To be done: Carry on the travel post about the village of Presjeka from its final sentence, picking up right after the line about the war memorial.

Source document:
/---
Sunday, May 11, 2014

Remains of the Past [Part 5/5]: Goodbye to the Past

After having spent quite some time in the countryside, it's time to finish the journey. In this final installment of the "Remains of the Past" Series we made our way to one more village, after having visited an abandoned school previously.

The road took us to a village called Presjeka. It is also a small village, just like Krusevljani, from part two. The main difference nowadays is, that life, for the most part has returned here. In the afternoon we spent here we saw remains of the past as well as new structures, built after the war.

The sky remained dark, cloudy and dramatic and rain would greet us on our way back home. Let's take one final look back into the past, before we say goodbye...

This is a multi-part series. Other parts include:
Part One:
The Drive East

Part Two:
Inside the Village

Part Three:
Plains and Mountains of Herzegovina
Part Four:
The Abandoned School
Part Five:
Goodbye to the Past

 
click on the images for a bigger view

As I said, this village is very small, and on the last census in 1991, counted a population of 134 people. The houses where people live in have been rebuilt.


The houses are dotted throughout the landscape, and various paths lead from one to the other.



This village was one of the first in these regions to have fresh water supply. Usually when villages are so remote from main water sources, like rivers and lakes, people buy drinking water which is stored in wells. In this case, water from the local mountain "Crvanj" has been derailed into the village. A new fountain has been places in the village in 2001. The project was commissioned by the European Union.


Of course, not everything is rebuilt here. Old houses can still be found in the landscapes.


In some cases, people have repaired parts of the destroyed houses to keep them from further diminishing.




We made our way to another newly build structure in this village. We took a path through the plains, and once we made the corner...


...the sight of the new mosque greeted us. It's very isolated, and I'm not sure that anyone is using it, since they are so few people living here.




We entered the premiss and looked around. Over the stone fence nature was blooming, and houses could be seen in the distance. This is a very quite place.



There is a memorial here for the people of the village, who have been killed in the war.
\---
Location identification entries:
/---
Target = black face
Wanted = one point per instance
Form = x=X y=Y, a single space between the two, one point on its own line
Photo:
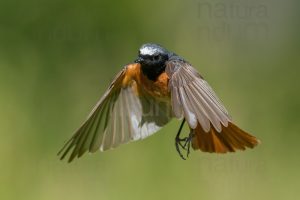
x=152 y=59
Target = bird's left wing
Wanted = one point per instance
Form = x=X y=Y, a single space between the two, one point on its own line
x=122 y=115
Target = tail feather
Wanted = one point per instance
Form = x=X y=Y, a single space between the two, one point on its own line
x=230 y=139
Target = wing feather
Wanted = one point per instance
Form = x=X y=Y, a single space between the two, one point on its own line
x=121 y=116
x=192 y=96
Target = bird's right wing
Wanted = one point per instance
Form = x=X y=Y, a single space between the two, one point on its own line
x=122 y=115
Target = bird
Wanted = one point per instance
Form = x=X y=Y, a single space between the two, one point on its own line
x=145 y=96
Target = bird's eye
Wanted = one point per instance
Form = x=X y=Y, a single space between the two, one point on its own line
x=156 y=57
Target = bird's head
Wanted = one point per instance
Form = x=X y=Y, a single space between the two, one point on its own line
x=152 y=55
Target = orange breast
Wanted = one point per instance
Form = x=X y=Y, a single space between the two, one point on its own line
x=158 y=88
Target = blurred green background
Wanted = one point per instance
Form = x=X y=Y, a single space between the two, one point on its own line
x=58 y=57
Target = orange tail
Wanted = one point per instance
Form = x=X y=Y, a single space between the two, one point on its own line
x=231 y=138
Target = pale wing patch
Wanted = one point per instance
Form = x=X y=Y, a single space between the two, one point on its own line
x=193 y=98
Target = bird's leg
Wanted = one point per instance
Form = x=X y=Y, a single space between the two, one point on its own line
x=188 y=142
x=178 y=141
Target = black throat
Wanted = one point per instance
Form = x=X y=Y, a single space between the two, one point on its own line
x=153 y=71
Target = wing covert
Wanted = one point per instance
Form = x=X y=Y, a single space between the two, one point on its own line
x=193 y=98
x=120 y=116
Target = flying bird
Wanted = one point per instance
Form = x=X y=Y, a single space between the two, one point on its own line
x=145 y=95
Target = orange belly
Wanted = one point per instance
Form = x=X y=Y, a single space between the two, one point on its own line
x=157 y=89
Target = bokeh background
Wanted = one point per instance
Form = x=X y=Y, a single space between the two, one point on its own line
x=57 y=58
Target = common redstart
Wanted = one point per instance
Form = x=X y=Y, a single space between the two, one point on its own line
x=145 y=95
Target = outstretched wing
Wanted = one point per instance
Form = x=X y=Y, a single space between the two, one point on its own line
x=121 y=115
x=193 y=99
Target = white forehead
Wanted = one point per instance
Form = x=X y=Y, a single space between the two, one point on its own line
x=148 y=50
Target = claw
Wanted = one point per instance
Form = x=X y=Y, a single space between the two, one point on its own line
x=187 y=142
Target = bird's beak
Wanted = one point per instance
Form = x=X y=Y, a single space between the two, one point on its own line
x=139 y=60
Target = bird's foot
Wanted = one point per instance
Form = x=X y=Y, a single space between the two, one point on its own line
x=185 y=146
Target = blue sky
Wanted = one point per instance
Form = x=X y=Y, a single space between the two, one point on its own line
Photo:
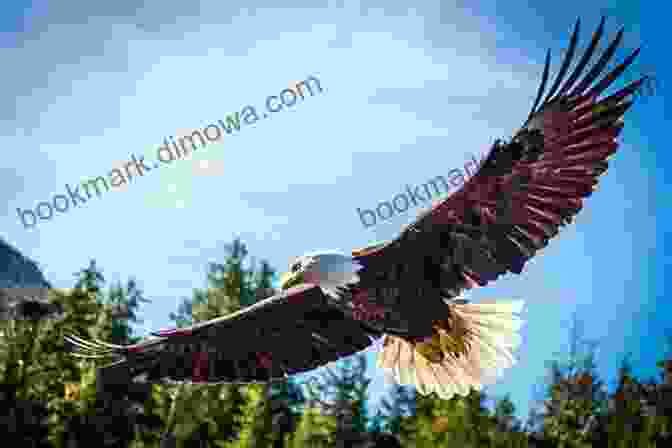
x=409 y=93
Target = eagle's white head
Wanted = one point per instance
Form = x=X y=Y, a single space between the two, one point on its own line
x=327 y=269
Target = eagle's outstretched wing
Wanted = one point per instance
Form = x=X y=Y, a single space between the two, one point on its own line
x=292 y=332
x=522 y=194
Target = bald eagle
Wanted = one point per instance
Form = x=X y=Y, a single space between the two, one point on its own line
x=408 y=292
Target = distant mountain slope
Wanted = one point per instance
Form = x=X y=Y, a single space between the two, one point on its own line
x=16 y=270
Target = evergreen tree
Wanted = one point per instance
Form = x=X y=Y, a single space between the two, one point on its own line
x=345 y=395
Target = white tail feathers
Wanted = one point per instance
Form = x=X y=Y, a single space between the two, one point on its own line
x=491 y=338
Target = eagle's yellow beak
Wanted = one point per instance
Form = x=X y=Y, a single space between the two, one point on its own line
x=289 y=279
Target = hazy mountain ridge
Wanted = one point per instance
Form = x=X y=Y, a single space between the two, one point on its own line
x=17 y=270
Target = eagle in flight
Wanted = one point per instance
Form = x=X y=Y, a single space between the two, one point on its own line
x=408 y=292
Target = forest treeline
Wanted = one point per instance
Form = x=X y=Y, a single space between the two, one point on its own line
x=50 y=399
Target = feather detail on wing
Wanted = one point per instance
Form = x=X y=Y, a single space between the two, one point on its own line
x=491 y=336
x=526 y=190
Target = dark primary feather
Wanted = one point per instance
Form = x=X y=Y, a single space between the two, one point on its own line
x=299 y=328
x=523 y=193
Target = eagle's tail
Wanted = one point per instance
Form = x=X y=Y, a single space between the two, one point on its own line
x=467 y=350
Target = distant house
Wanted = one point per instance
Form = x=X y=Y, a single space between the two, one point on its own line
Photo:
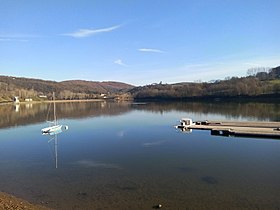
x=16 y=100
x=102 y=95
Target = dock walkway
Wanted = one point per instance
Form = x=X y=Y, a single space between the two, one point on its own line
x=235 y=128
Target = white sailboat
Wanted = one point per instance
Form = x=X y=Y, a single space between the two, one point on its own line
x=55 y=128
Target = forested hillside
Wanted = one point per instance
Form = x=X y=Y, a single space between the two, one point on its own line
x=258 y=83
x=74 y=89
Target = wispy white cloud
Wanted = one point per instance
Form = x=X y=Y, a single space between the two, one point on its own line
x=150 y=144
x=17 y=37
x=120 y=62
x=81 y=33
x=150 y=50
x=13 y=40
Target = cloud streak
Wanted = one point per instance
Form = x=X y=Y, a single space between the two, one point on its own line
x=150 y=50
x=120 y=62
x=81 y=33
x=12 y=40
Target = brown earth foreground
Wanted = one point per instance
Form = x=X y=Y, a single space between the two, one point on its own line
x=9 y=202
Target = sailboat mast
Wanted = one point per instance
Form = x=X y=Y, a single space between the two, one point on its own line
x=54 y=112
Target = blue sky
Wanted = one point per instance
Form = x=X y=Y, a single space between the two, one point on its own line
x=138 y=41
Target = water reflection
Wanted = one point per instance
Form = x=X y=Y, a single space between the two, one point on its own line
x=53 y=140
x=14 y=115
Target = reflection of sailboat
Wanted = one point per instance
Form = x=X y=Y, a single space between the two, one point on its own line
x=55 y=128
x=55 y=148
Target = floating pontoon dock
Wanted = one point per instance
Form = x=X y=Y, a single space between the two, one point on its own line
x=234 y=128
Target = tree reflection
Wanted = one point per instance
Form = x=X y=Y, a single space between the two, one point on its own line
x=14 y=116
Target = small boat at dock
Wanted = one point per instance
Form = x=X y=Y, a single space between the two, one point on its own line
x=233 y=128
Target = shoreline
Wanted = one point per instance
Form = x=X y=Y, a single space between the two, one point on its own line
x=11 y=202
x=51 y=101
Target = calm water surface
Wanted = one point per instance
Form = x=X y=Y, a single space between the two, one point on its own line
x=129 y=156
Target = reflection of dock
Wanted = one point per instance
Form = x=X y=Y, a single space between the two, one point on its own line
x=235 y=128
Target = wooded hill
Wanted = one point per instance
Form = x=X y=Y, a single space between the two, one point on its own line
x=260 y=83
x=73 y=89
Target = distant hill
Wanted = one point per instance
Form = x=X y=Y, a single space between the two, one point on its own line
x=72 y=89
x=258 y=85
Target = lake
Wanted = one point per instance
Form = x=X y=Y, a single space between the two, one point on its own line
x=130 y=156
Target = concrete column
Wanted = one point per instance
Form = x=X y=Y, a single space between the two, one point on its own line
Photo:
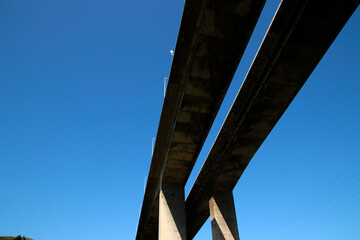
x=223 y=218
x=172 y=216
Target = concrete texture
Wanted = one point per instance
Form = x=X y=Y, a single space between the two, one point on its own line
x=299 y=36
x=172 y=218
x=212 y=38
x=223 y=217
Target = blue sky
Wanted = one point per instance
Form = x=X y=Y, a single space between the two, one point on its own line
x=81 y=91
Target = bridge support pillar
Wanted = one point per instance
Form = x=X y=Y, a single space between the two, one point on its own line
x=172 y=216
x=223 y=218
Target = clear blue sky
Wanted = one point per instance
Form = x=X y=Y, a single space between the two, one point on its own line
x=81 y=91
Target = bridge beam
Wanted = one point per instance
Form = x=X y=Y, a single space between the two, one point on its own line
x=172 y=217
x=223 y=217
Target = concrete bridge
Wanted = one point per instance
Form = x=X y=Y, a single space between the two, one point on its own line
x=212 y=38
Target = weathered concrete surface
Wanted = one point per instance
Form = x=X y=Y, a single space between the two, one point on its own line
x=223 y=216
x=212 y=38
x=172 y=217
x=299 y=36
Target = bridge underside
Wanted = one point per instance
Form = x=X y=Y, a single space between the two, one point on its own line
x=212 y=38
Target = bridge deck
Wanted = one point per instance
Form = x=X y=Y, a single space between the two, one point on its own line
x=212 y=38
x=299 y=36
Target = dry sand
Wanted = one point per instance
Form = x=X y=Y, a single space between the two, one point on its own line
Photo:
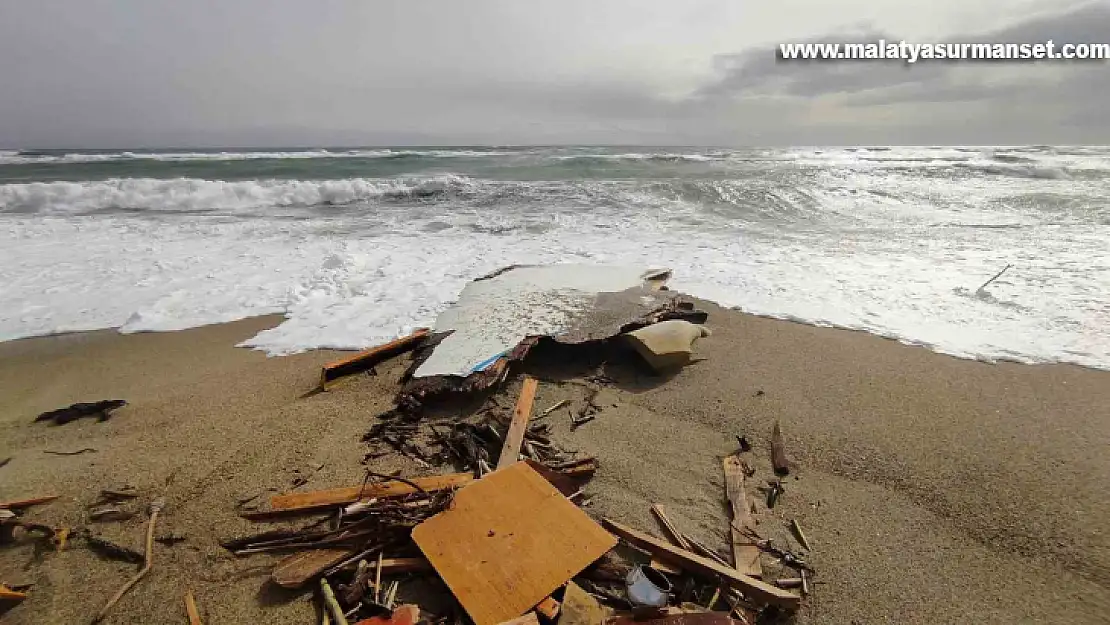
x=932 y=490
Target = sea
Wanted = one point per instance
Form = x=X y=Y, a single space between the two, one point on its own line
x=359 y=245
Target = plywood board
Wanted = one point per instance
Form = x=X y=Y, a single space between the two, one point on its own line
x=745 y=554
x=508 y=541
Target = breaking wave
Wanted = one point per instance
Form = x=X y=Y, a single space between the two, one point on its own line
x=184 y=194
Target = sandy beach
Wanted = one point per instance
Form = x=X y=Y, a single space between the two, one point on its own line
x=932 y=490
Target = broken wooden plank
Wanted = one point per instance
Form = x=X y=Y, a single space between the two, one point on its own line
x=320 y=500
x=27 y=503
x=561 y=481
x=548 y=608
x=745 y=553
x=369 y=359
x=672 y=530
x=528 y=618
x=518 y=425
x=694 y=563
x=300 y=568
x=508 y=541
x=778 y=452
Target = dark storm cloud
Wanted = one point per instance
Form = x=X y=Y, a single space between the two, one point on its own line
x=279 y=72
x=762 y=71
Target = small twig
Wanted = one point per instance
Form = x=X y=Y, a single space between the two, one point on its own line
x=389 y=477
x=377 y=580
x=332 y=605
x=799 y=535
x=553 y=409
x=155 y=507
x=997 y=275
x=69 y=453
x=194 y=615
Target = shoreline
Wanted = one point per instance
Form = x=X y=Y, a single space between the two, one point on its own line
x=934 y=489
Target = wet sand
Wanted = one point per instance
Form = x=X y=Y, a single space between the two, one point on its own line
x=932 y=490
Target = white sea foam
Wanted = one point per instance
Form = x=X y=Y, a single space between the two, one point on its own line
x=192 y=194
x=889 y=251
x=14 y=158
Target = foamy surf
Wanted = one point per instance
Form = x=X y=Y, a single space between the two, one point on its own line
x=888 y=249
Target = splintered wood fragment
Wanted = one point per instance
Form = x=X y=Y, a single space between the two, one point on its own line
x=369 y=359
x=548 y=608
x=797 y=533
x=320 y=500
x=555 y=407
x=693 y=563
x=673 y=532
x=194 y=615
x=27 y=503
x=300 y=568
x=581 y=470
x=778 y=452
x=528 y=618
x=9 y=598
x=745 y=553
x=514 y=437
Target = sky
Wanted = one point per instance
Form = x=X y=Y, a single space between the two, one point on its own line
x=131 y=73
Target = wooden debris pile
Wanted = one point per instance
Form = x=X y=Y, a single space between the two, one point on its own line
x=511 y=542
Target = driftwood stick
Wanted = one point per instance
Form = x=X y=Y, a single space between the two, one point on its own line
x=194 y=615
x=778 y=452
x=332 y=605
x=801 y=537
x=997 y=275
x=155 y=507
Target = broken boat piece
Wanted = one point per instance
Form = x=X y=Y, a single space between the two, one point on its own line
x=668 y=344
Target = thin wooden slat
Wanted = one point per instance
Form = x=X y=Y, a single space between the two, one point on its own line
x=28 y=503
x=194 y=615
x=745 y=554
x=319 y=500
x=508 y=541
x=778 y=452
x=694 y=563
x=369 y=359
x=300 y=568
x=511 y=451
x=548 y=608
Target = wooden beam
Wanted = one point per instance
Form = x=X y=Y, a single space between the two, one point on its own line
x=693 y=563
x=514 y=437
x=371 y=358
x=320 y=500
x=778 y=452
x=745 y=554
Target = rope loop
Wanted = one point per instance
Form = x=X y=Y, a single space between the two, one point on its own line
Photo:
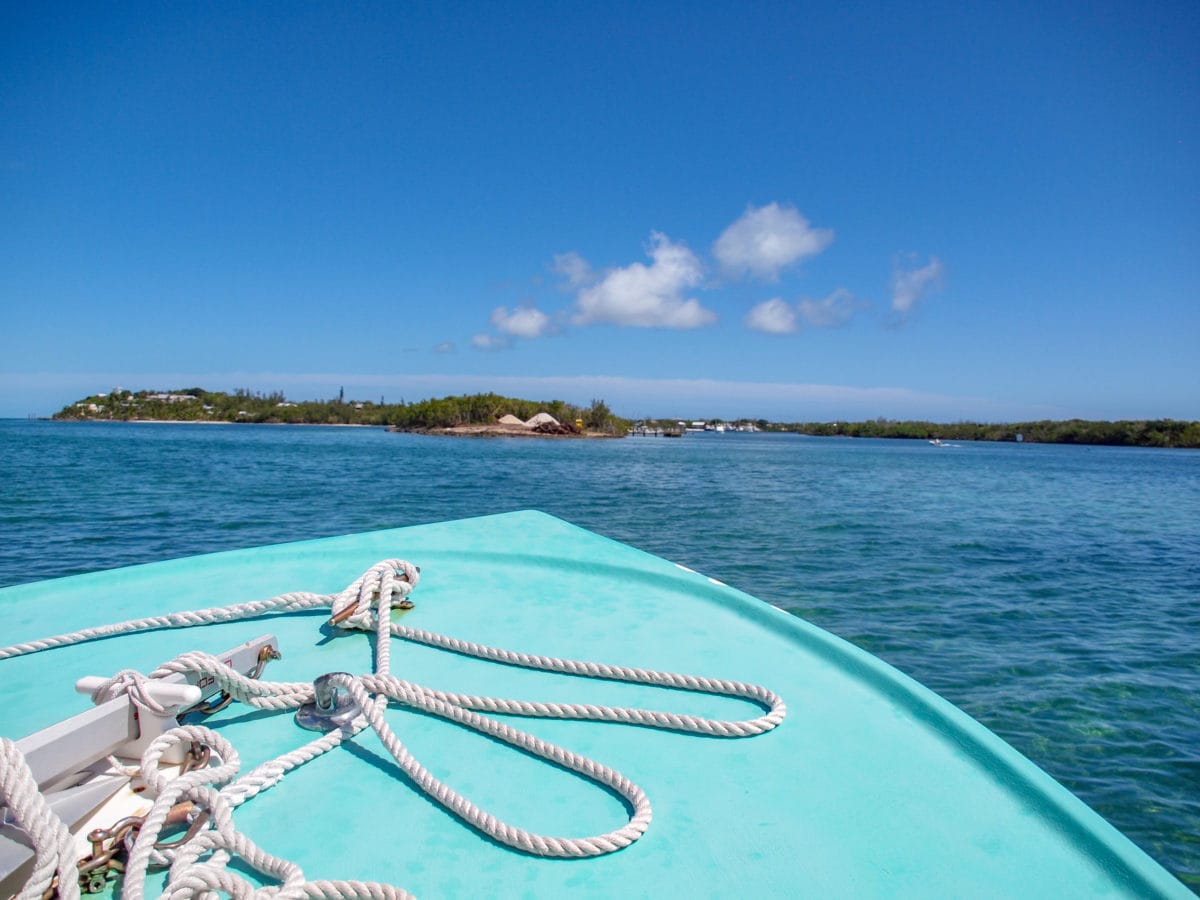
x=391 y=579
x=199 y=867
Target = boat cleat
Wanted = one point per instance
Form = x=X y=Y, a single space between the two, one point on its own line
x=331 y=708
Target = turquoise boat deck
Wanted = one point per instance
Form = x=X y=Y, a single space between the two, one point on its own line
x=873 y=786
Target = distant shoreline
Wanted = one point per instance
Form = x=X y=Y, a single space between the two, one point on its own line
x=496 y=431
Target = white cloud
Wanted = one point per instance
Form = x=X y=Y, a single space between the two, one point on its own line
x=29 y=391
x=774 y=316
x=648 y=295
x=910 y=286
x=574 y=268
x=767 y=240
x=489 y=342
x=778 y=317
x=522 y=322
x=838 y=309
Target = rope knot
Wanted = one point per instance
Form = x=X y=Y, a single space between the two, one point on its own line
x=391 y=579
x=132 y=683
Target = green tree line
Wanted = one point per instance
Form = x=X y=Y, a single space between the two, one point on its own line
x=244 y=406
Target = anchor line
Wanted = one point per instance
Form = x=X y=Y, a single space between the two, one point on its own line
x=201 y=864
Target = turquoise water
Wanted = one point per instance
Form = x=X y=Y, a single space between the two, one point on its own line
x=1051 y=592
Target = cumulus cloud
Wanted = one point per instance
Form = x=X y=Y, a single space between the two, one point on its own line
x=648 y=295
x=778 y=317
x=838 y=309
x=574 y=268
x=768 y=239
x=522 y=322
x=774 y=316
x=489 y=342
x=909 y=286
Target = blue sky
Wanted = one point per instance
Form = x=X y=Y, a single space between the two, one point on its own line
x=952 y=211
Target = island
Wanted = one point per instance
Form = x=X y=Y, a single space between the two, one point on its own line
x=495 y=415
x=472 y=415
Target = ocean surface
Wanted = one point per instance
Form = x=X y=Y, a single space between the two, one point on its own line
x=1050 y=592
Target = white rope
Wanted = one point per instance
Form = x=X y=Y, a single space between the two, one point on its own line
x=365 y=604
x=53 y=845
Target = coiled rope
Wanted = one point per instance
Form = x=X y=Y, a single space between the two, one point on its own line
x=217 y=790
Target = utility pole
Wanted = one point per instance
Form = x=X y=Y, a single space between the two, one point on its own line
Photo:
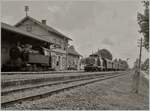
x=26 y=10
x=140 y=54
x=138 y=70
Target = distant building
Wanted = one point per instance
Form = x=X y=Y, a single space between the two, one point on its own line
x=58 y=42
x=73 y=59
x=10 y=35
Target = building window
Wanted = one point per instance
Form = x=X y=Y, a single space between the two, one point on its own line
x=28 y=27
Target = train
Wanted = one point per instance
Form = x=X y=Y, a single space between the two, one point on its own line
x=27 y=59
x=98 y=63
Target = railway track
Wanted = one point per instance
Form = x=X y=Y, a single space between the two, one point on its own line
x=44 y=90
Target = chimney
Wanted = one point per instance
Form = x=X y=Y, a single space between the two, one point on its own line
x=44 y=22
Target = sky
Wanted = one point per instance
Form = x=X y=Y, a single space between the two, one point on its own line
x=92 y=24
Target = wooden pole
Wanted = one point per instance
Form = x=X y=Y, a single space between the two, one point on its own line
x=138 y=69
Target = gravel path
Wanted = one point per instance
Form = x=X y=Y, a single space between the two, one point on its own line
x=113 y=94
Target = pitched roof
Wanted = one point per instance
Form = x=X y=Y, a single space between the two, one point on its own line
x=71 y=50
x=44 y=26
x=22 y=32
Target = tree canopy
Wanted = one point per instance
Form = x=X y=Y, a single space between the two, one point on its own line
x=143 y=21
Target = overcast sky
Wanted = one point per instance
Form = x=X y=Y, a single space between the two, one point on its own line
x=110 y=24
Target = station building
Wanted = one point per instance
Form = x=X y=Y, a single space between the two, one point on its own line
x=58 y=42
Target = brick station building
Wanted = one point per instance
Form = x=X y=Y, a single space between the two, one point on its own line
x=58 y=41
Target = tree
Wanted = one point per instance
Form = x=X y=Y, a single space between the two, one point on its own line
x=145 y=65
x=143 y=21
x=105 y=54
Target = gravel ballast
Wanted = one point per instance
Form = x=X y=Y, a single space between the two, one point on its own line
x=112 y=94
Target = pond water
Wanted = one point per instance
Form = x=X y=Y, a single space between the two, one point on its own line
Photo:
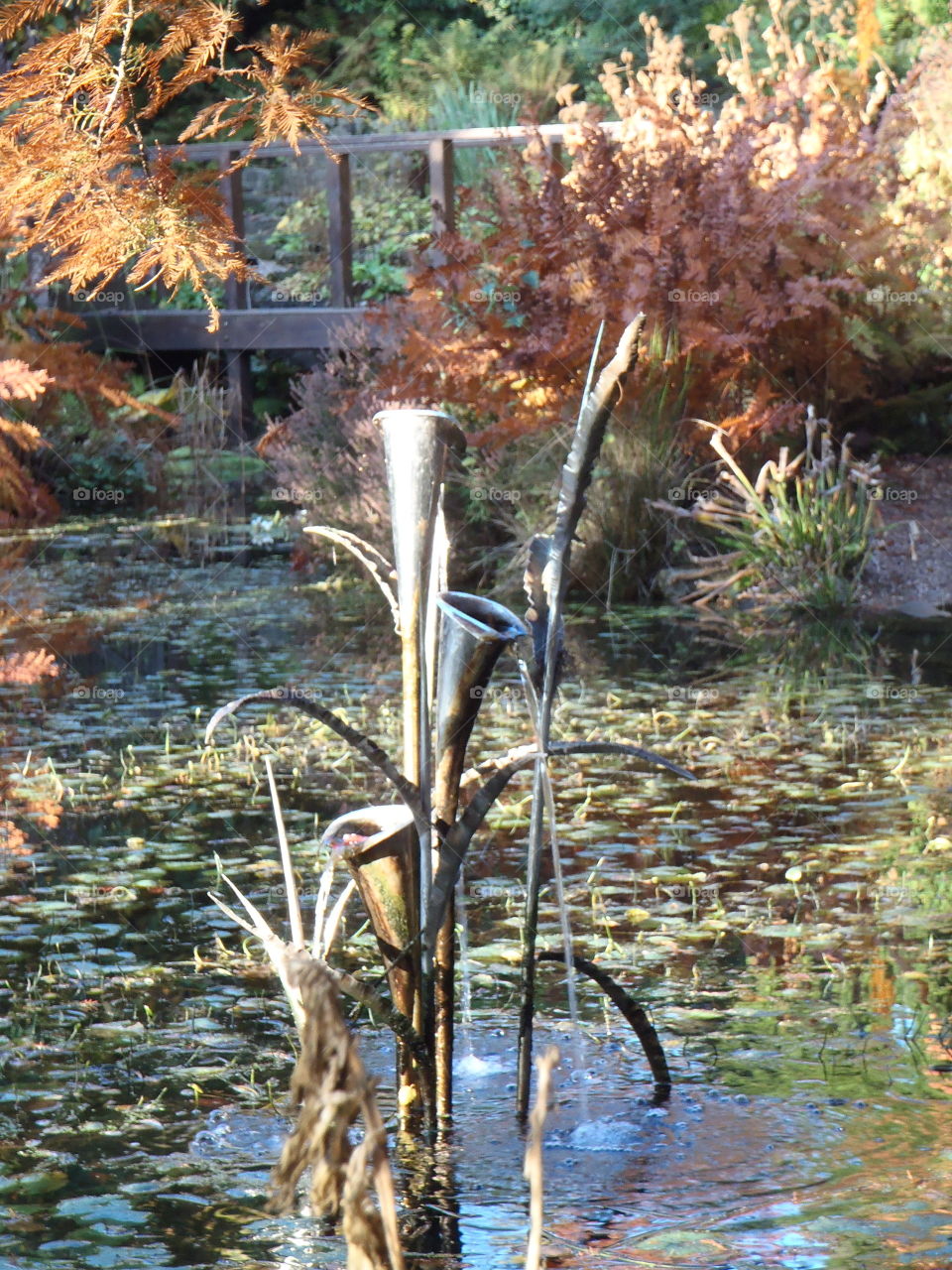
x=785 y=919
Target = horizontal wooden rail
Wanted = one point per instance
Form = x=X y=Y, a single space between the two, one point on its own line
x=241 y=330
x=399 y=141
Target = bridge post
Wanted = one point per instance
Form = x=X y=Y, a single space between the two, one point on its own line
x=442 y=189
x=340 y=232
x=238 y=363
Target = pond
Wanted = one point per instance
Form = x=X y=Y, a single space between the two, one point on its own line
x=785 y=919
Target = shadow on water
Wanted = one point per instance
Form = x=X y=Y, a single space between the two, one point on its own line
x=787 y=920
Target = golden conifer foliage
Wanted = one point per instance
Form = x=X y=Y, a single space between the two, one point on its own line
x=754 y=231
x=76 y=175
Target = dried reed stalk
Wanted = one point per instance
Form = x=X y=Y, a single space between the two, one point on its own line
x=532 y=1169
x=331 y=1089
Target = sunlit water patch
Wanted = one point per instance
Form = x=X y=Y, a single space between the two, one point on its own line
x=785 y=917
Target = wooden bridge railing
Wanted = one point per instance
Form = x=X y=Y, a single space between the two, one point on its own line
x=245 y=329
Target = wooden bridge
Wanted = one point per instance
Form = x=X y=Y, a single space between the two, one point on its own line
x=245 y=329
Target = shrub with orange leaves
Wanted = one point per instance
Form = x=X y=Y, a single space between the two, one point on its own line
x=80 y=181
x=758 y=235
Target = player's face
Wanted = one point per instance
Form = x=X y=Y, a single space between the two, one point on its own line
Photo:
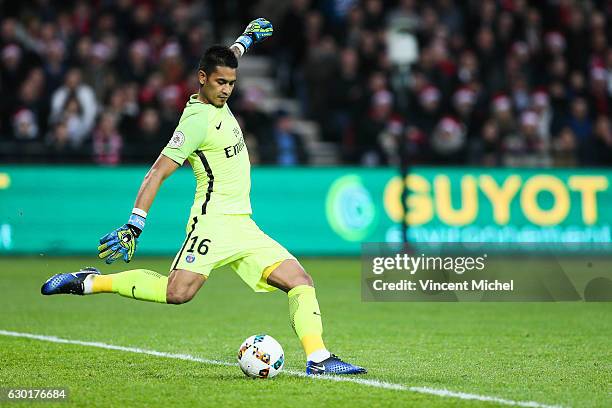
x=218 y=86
\---
Output for this task:
You can see the names of the families, as well as the people who are listed under each family name. A sad note was, that there was even a newborn baby killed here. You can see the name in the middle with the engraving 1992-1992.



We left this place, and returned to the car, ready to drive home.


I saw a swamp while we made our way out of the village. The dark skies provided a nice backdrop for the image.



On our way back, we saw another remainder of the past. These stećci were hidden beneath the trees along the road. A stecak is a tombstone from the 14th and 15th century.  The word itself is a contracted form of the older word stojećak, which is derived from the verb stajati (v. stand). It literally means "the standing thing".


Although its origins are within the Bosnian Church, all evidence points to the fact that Stećci were erected in due time by adherents of the Orthodox, Catholic and Islamic faith alike


The drive was taking us back west to Mostar, and there was even a promise of better weather in the far.


Once we drove out of the valley, the blue sky returned and the clouds began to clear. It seemed as this was a perfect message, after everything that we saw. Yes, the past can be haunting and sad, but there is so much to be gained from it. 

If there is one thing that the past can't infiltrate, then it's the hope for a new beginning, a fresh start. Wounds will heal and life will go on. It's what really keeps us going.

The End

Thanks again for visiting. I hope you liked the final part of this series, and that you have enjoyed this series as a whole. It was probably the biggest undertaking in crafting a series that I have made to this date, since it wasn't just a history lesson, but a bit more personal.

Let me know if you liked it in the comments below.

27 comments:

  1. Wonderful photographs. It is good to see things getting back to normal even if it has taken almost twenty years.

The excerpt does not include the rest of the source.